Coordinate annotation entries
--------

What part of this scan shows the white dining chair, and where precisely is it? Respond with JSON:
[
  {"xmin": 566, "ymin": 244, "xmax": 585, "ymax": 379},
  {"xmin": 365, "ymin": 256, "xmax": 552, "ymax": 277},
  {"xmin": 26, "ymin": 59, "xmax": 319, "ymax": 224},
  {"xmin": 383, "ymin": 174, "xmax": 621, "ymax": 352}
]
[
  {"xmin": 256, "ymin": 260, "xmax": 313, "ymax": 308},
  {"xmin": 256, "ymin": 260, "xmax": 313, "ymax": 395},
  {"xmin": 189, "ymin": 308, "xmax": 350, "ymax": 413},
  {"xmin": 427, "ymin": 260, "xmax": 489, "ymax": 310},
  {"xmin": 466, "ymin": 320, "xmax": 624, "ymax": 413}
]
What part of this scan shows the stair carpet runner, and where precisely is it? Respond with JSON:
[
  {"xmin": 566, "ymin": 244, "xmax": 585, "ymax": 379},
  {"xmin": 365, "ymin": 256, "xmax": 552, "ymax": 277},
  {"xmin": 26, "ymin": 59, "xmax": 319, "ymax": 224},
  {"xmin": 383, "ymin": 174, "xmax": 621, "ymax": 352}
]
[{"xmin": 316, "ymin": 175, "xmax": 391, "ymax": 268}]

--------

### Given problem
Your task is to write out the lines from the one with "What part of this scan shows the stair" through the end of the records, exactly and with nothing added.

### Written reply
What part of this scan shows the stair carpet runner, and where precisely is it? Respond with JSON:
[
  {"xmin": 566, "ymin": 244, "xmax": 585, "ymax": 379},
  {"xmin": 365, "ymin": 256, "xmax": 552, "ymax": 277},
  {"xmin": 26, "ymin": 59, "xmax": 319, "ymax": 224},
  {"xmin": 383, "ymin": 174, "xmax": 621, "ymax": 352}
]
[{"xmin": 316, "ymin": 175, "xmax": 391, "ymax": 268}]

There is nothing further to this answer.